* DATA EXCERPTS *

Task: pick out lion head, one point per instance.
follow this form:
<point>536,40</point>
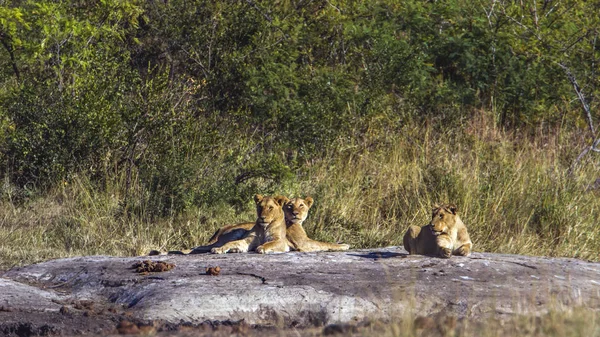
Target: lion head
<point>269,209</point>
<point>296,209</point>
<point>443,218</point>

* STATED EXERCISE *
Reproduce all of the lines above in full, shifting every coordinate in the answer points up by 90 and leaving the sample point in the format line unchanged. Omit the pictures.

* TASK OUTPUT *
Task: pick out lion head, one point per instance.
follow this form:
<point>536,40</point>
Target: lion head
<point>359,299</point>
<point>386,299</point>
<point>533,308</point>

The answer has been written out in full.